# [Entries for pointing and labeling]
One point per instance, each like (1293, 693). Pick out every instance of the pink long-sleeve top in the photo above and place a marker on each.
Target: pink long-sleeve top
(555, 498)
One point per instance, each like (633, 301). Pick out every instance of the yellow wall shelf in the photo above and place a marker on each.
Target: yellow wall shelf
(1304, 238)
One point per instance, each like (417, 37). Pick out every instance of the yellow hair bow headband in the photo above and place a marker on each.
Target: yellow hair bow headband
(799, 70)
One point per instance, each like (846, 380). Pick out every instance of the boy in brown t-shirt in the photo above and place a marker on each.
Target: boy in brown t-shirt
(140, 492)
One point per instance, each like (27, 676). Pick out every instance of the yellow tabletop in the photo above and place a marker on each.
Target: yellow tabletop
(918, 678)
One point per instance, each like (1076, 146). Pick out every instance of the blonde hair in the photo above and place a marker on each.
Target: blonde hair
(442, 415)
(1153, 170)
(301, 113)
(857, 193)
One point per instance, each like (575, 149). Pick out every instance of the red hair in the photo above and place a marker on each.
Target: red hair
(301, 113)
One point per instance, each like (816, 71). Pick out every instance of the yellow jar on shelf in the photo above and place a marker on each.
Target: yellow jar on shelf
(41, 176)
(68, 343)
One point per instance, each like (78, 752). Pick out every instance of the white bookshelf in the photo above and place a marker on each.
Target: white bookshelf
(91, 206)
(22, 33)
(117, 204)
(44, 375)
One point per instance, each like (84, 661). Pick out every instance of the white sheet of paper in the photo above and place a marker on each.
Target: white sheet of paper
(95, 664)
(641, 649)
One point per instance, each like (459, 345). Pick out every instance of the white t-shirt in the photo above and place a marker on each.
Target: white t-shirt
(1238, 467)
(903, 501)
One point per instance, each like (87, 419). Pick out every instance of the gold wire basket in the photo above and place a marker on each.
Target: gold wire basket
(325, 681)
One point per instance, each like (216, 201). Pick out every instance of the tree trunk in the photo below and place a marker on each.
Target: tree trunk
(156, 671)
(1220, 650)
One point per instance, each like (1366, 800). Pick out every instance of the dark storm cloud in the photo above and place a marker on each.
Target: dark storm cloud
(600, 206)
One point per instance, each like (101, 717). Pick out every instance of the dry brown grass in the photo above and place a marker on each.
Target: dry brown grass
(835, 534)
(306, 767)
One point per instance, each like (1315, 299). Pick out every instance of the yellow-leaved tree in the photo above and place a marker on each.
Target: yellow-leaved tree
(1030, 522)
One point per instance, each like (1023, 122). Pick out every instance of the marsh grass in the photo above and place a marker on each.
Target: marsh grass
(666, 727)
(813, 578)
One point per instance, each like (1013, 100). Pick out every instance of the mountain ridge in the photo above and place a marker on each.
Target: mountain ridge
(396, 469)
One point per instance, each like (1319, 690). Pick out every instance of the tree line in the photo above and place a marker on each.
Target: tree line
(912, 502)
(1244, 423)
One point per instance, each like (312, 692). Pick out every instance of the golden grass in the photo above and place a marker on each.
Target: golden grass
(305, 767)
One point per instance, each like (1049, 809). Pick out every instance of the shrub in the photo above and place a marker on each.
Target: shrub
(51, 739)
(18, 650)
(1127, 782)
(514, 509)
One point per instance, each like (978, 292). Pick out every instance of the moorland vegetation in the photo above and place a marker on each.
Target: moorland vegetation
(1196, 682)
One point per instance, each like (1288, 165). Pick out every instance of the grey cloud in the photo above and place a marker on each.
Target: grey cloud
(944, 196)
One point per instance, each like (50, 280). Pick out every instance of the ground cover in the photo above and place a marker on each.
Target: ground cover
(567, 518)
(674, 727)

# [Exercise prompt]
Turn each line of the listing above into a row of a Markdown table with two columns, No. and Text. Number the rows in order and leave out any blank lines.

# [Result below]
| No. | Text |
|---|---|
| 1 | One point per instance, each like (1293, 693). Pick out every instance of the pink long-sleeve top in the photo above and place a marker on each. |
| 2 | Target: pink long-sleeve top |
| 3 | (555, 498) |
| 4 | One point per instance, each like (633, 301). Pick out every instance of the yellow wall shelf in the photo above and place a marker on each. |
| 5 | Target: yellow wall shelf |
| 6 | (1304, 238) |
| 7 | One point per instance, each like (417, 37). Pick out every instance of the yellow hair bow headband in the photo above and place a marker on each. |
| 8 | Target: yellow hair bow headband |
| 9 | (799, 70) |
| 10 | One point per instance, each like (846, 380). Pick out every instance of the boy in brown t-shirt in the photo above and place a marker on each. |
| 11 | Target: boy in brown t-shirt |
| 12 | (140, 492) |
| 13 | One point per instance, each like (27, 676). Pick out every instance of the yellow tabletop in the photo above and place a marker on each. |
| 14 | Target: yellow tabletop |
| 15 | (918, 678) |
| 16 | One point per instance, each like (1076, 146). Pick out every instance of the blonde hair in the photo above and place a marker on each. |
| 17 | Target: blonde hair |
| 18 | (442, 415) |
| 19 | (1153, 170) |
| 20 | (301, 113) |
| 21 | (857, 193) |
| 22 | One point per instance, each like (575, 149). Pick out every instance of the red hair in the photo above and place a marker on each. |
| 23 | Target: red hair |
| 24 | (301, 113) |
| 25 | One point per instance, each like (816, 71). Pick out every instance of the yellow jar on shelf in the photo above and place a marker on each. |
| 26 | Target: yellow jar on shelf |
| 27 | (41, 176) |
| 28 | (68, 343) |
| 29 | One point per instance, each like (78, 752). Pick out every instance of the white bookshelf in the photo above and place a marker on each. |
| 30 | Target: white bookshelf |
| 31 | (91, 206) |
| 32 | (22, 33) |
| 33 | (117, 204) |
| 34 | (44, 375) |
| 35 | One point per instance, each like (84, 661). Pick out every instance of the white sheet of paper in the photo above and place a marker on each. |
| 36 | Target: white sheet of paper |
| 37 | (95, 664) |
| 38 | (641, 649) |
| 39 | One point per instance, each like (459, 345). Pick out every instance of the white t-shirt in the photo above and place a marker on each. |
| 40 | Target: white t-shirt |
| 41 | (1238, 467) |
| 42 | (903, 501) |
| 43 | One point per instance, each like (87, 419). Pick out every instance of the gold wire basket in the photo above and place a marker on each. |
| 44 | Target: gold wire basket |
| 45 | (325, 681) |
| 46 | One point per instance, each like (216, 201). Pick out every instance of the tree trunk in the photo below and place a marker on each. |
| 47 | Target: tree trunk |
| 48 | (156, 671) |
| 49 | (1220, 650) |
| 50 | One point per instance, each like (1366, 800). Pick out every instance of the dark storm cloud in the photo above and place a marker on each. |
| 51 | Target: dark storm cloud |
| 52 | (600, 206) |
| 53 | One point per instance, each like (101, 717). Pick out every instance of the dry brown grass in the photo above and place a marker on each. |
| 54 | Target: dry brown grass |
| 55 | (835, 534) |
| 56 | (306, 767) |
| 57 | One point per instance, each like (1315, 299). Pick out every instance of the yellow-leaved tree in the photo above and place a marker on each. |
| 58 | Target: yellow-leaved tree |
| 59 | (1030, 522) |
| 60 | One point per instance, each like (1023, 122). Pick out every instance of the marsh grass in the photo above and place a marker on each. |
| 61 | Target: marsh grass |
| 62 | (666, 727) |
| 63 | (813, 578) |
| 64 | One point per instance, each like (1013, 100). Pick out every instance of the mountain ridge in the photo above and place a marker on each. |
| 65 | Target: mountain ridge |
| 66 | (396, 469) |
| 67 | One point per instance, each like (1319, 690). Pick out every instance of the tree line in the photo above and place a marker on each. |
| 68 | Target: tree line |
| 69 | (912, 502) |
| 70 | (1244, 423) |
| 71 | One point per instance, each like (312, 692). Pick out every instance of the golden grass in the photo above and place a marker on each. |
| 72 | Target: golden grass |
| 73 | (305, 767) |
| 74 | One point per instance, each like (1049, 809). Pick out every instance of the shrub in the photo above and place a marker on each. |
| 75 | Target: shrub |
| 76 | (51, 739) |
| 77 | (18, 650) |
| 78 | (1127, 782) |
| 79 | (514, 509) |
| 80 | One point per instance, each like (978, 292). Pick out every instance of the moorland vegetation in the photo above and place a marker on each. |
| 81 | Target: moorland vegetation |
| 82 | (1196, 682) |
| 83 | One point per instance, each like (1288, 165). Pick out every instance of the grey cloud in the photo above and place a marker on each. |
| 84 | Target: grey cloud |
| 85 | (944, 196) |
| 86 | One point per instance, each like (50, 280). Pick out every instance of the ground cover in the photo above and place a marker on each. |
| 87 | Target: ground cover |
| 88 | (567, 518) |
| 89 | (674, 727) |